PROBLEM STATEMENT:
Return every line of the records below that contains the word "marking".

DATA ENTRIES:
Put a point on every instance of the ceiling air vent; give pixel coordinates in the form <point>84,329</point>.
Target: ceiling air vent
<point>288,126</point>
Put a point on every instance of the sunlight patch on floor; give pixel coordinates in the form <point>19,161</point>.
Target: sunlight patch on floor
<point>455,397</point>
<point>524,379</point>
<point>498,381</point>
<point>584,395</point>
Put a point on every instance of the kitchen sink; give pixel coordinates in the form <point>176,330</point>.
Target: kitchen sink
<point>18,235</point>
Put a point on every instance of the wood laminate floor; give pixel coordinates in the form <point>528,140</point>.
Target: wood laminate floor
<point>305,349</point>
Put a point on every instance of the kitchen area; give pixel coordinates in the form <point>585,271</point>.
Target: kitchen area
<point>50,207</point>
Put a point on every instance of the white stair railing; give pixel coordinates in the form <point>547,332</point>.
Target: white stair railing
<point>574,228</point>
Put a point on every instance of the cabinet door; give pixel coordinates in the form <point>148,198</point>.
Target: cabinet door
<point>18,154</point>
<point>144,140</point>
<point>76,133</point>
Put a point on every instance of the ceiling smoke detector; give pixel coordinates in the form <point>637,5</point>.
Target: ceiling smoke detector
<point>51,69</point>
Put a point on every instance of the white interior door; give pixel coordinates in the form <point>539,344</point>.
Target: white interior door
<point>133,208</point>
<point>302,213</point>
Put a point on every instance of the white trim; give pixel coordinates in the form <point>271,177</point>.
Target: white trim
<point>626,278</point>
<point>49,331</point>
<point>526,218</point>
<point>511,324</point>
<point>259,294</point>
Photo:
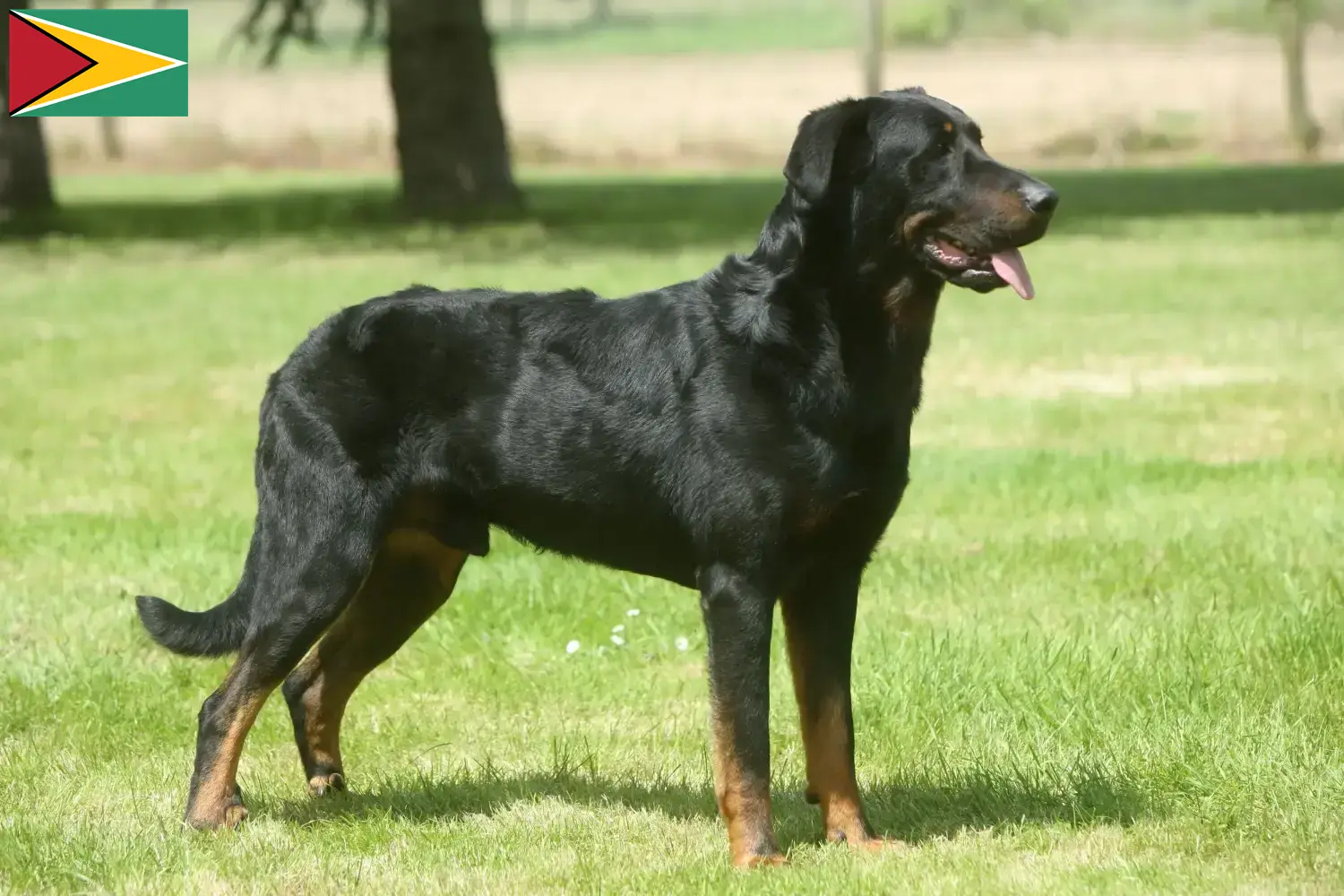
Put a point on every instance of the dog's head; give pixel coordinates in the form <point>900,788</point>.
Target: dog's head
<point>913,179</point>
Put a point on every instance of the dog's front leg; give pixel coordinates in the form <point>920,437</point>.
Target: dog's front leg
<point>819,618</point>
<point>738,614</point>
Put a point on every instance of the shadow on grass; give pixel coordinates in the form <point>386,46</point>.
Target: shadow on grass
<point>911,809</point>
<point>645,214</point>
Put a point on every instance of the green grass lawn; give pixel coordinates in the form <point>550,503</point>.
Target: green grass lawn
<point>1099,649</point>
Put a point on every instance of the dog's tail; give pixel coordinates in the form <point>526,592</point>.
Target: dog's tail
<point>210,633</point>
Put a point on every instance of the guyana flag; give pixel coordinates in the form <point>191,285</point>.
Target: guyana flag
<point>97,62</point>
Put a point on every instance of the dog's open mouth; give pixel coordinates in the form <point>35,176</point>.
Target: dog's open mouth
<point>981,271</point>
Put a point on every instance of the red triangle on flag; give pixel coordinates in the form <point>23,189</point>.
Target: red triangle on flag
<point>39,64</point>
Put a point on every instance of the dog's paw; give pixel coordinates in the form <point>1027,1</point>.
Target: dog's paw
<point>226,815</point>
<point>327,783</point>
<point>760,860</point>
<point>868,842</point>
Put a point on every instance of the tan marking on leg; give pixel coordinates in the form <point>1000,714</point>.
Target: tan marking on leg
<point>215,804</point>
<point>371,629</point>
<point>825,739</point>
<point>406,541</point>
<point>745,809</point>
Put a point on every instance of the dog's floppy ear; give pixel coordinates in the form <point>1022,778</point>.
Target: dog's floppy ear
<point>817,147</point>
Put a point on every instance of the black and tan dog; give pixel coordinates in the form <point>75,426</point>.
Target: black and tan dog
<point>745,435</point>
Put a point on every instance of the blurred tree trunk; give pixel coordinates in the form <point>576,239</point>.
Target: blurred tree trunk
<point>24,175</point>
<point>1293,21</point>
<point>601,13</point>
<point>451,137</point>
<point>109,128</point>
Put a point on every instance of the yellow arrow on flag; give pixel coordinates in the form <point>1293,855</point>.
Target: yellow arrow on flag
<point>116,62</point>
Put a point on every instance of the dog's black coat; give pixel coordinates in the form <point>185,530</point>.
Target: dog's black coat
<point>745,435</point>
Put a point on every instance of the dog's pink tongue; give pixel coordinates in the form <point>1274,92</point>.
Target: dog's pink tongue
<point>1012,268</point>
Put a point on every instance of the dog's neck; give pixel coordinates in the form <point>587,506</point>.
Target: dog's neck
<point>809,269</point>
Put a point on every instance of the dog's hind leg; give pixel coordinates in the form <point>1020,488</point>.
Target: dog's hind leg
<point>311,570</point>
<point>413,575</point>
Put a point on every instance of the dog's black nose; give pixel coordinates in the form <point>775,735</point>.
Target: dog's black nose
<point>1040,199</point>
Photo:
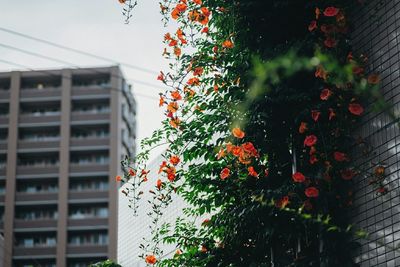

EXERCISE RESPONSE:
Put a point on every instance of the tan marking on leg; give pixel coordinates in the form <point>1000,714</point>.
Target: tan marking on leg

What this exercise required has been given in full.